— Start of Exercise data —

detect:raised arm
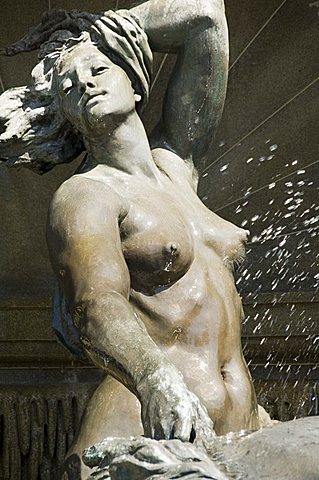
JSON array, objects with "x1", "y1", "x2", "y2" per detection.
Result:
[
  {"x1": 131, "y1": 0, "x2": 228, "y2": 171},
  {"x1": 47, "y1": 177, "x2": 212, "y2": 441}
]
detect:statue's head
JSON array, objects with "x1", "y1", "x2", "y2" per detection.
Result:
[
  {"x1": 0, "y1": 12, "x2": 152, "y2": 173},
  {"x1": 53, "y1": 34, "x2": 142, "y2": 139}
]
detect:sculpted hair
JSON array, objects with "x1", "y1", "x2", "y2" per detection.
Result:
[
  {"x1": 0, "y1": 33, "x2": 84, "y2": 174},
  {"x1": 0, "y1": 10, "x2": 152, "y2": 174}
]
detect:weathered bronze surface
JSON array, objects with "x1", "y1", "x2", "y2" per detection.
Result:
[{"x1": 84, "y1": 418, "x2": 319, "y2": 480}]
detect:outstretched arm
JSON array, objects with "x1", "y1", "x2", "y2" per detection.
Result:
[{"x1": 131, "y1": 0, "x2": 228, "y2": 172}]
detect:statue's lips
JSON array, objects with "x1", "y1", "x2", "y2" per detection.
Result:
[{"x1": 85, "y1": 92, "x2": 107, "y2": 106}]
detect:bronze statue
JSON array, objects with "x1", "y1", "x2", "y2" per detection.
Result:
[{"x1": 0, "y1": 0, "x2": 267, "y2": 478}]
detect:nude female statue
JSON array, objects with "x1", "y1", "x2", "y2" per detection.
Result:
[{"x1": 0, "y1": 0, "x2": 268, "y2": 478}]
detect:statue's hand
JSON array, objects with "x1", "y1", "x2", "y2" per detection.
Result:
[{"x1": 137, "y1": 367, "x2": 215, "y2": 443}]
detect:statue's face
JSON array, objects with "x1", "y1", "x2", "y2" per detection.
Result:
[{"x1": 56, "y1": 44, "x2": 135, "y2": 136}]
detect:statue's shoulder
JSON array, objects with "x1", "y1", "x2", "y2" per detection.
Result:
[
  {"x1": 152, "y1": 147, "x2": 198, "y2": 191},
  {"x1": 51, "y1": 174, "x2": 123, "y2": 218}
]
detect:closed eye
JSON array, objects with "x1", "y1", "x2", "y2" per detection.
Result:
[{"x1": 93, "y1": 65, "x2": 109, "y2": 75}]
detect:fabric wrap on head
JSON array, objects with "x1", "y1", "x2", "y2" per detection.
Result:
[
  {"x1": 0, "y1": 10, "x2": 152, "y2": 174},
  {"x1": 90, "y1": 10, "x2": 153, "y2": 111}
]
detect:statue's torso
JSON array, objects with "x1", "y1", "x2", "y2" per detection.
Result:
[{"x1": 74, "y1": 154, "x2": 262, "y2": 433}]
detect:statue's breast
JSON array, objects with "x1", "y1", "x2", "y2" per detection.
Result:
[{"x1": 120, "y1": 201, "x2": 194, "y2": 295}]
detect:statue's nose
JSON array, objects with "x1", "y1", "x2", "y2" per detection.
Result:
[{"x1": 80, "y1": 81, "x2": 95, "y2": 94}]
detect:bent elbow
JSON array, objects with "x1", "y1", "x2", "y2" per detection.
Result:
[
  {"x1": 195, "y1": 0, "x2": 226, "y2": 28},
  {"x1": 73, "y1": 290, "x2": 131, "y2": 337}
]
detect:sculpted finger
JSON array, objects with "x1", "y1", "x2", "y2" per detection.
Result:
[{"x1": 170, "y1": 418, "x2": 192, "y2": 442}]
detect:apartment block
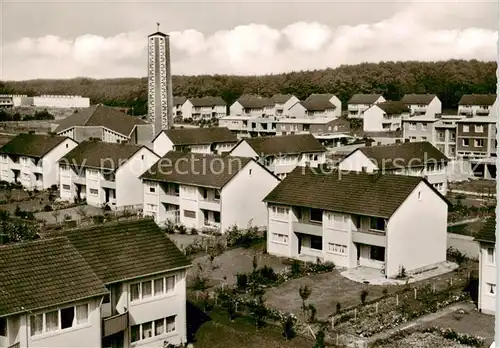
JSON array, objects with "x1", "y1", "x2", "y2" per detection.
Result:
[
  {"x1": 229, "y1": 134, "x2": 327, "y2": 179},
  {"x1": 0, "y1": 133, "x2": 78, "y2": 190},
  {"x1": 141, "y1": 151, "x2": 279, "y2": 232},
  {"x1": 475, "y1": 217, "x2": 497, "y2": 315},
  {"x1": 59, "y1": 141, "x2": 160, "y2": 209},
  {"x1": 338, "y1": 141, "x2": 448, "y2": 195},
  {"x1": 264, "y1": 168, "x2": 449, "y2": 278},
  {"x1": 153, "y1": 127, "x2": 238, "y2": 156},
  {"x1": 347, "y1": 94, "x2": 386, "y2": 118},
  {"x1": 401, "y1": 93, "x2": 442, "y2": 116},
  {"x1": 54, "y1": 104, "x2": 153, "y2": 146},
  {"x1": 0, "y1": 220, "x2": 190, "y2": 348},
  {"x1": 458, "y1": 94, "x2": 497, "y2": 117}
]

— End of Exercise data —
— Start of Exercise data —

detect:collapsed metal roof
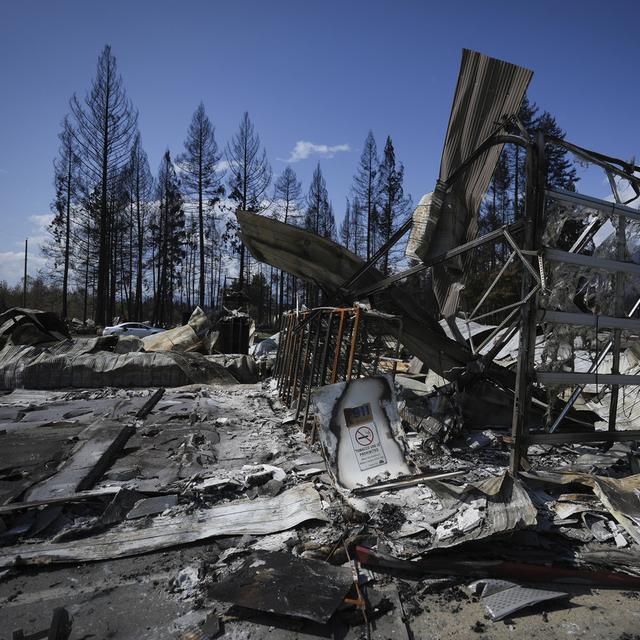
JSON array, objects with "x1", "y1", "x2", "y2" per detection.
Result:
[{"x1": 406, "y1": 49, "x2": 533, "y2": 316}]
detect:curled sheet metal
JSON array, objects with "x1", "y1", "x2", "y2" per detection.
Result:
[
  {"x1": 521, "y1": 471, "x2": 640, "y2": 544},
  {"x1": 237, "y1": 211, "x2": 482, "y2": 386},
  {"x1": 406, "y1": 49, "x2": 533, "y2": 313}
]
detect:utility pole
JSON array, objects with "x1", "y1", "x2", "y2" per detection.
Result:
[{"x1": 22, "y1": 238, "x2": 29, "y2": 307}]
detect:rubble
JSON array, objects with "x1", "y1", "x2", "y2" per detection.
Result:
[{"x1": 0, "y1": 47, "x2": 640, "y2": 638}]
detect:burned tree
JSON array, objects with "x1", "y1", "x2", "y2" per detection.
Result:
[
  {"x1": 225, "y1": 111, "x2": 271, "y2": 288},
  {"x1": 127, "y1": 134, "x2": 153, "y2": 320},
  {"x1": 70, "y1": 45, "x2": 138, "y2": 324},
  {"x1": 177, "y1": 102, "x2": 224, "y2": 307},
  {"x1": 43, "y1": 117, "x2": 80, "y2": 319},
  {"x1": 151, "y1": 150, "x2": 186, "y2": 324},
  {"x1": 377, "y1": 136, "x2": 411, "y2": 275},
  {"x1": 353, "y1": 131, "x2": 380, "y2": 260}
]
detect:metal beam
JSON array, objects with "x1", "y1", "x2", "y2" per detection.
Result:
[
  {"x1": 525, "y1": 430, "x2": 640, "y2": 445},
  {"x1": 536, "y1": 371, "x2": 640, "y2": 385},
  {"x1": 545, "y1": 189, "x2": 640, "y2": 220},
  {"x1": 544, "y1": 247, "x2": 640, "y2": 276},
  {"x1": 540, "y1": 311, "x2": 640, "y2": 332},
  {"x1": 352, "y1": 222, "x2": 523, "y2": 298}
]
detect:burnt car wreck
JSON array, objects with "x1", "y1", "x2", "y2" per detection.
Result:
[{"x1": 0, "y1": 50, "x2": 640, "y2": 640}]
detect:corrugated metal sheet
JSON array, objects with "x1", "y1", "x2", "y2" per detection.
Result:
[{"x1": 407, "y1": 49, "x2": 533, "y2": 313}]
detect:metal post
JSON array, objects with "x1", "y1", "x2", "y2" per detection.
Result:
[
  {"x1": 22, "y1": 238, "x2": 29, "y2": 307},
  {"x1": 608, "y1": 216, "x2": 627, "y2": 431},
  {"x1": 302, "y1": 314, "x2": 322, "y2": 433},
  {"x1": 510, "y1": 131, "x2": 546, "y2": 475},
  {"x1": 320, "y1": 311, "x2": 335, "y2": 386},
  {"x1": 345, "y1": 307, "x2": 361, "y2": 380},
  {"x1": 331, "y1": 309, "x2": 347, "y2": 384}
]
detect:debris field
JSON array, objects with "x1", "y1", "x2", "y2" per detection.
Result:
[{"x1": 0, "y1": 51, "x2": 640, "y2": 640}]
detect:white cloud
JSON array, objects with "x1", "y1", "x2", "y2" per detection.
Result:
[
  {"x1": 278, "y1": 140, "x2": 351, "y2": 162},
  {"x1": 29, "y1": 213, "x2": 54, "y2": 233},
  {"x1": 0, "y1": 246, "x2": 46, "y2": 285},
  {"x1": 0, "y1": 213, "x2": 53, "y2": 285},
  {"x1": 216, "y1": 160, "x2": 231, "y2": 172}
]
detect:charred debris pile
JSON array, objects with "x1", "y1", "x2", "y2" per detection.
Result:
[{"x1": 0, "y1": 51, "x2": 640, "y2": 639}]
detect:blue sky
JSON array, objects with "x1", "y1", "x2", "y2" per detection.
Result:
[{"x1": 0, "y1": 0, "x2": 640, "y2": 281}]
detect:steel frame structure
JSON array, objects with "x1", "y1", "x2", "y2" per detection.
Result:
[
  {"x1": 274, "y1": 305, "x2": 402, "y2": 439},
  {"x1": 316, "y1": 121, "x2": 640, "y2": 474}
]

— End of Exercise data —
— Start of Exercise data —

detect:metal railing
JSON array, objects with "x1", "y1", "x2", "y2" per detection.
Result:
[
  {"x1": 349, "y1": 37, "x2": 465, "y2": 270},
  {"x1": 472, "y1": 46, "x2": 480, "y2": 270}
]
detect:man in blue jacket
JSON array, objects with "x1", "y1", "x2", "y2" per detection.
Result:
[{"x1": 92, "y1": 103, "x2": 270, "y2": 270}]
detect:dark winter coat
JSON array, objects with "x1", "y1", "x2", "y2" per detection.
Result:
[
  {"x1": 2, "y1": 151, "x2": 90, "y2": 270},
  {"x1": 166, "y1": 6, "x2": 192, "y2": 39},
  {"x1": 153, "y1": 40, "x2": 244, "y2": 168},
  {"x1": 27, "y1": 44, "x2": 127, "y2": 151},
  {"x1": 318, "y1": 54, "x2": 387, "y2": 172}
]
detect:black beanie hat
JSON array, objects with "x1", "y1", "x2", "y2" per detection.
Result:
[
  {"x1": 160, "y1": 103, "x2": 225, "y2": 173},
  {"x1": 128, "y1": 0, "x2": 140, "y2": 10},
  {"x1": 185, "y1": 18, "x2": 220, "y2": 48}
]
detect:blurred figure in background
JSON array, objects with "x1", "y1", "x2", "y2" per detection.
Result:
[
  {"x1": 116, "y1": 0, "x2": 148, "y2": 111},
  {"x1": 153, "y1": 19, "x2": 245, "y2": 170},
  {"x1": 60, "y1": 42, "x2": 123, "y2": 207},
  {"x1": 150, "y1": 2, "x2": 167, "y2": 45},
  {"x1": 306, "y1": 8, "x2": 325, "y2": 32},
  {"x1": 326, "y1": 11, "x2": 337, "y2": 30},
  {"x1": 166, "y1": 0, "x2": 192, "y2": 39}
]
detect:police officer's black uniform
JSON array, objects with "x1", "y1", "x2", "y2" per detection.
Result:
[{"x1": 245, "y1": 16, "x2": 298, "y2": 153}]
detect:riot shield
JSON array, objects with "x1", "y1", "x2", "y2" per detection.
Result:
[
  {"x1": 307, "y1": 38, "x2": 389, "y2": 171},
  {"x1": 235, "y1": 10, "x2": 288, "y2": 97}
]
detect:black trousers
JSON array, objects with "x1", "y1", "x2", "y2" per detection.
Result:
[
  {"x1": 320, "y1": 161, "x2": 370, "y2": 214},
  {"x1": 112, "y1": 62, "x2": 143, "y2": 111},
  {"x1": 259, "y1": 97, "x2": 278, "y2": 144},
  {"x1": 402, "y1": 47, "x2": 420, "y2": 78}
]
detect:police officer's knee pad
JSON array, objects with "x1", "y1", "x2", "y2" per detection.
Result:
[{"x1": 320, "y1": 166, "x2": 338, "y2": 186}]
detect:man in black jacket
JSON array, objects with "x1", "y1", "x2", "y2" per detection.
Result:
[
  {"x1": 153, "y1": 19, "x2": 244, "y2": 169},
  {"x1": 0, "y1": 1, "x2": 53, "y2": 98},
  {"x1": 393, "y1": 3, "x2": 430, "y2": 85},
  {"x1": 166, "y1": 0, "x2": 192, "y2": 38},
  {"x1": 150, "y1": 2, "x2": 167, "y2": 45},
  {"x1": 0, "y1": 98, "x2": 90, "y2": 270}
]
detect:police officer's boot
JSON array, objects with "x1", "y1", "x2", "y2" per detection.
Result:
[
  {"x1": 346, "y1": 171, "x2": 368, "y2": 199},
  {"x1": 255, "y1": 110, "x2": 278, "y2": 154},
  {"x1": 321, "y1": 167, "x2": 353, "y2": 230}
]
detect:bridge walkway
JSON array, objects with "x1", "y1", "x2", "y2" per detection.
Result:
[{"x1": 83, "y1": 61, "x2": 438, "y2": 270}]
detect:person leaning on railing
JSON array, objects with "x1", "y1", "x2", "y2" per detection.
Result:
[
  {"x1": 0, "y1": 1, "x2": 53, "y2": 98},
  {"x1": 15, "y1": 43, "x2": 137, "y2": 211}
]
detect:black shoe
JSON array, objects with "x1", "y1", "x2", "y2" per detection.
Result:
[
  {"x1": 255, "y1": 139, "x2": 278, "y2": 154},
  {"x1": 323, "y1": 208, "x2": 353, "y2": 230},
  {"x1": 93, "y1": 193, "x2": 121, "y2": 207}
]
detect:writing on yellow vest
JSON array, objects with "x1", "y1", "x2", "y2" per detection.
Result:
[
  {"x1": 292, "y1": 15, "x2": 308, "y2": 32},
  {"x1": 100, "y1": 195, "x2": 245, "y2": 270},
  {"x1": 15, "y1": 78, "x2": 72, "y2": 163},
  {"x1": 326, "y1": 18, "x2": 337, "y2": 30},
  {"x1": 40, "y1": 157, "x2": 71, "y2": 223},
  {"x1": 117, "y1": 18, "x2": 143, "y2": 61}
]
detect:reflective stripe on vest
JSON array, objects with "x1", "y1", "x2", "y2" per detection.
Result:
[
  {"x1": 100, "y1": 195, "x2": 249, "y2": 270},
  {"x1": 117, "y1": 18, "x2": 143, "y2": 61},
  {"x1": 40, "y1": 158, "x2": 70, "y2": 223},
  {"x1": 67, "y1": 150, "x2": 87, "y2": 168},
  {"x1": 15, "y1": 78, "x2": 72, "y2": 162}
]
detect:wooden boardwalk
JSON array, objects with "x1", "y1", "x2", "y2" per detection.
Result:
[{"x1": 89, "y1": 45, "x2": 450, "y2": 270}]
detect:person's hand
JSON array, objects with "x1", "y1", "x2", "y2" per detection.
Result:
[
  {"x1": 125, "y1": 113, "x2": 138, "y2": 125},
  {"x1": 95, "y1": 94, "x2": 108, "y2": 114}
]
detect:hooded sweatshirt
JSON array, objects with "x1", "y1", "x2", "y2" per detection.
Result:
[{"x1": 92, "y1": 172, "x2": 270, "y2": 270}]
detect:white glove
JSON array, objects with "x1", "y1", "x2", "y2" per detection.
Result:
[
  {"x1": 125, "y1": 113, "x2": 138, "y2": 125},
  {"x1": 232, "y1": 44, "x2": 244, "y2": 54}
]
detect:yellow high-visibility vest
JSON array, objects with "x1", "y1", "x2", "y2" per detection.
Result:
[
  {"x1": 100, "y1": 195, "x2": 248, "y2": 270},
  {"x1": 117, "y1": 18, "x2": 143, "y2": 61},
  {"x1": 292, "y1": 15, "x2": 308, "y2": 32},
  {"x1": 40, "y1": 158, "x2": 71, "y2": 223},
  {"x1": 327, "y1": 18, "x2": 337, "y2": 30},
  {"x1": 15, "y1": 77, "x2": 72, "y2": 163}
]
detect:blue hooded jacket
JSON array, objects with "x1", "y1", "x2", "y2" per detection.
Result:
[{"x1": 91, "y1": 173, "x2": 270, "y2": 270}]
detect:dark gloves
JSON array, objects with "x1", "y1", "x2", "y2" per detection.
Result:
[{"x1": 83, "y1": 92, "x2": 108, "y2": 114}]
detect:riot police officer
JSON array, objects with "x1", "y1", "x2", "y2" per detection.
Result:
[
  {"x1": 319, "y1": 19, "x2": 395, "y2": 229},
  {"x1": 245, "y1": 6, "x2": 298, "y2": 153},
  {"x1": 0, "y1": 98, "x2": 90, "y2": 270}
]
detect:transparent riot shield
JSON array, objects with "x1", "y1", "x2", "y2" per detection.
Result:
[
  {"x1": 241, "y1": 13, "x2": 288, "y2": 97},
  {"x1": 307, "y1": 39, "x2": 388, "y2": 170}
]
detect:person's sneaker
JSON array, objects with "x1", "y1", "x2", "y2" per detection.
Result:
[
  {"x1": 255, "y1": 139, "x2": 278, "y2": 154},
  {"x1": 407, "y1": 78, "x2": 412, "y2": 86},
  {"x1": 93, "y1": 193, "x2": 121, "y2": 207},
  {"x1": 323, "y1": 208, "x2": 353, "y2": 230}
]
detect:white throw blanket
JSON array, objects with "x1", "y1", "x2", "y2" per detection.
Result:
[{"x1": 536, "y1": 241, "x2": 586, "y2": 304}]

— End of Exercise data —

Gather every line of the listing above that contains the word "jacket", treating case as significant.

> **Solution to the exercise**:
detect:man in blue jacket
detect:man in black jacket
detect:blue hooded jacket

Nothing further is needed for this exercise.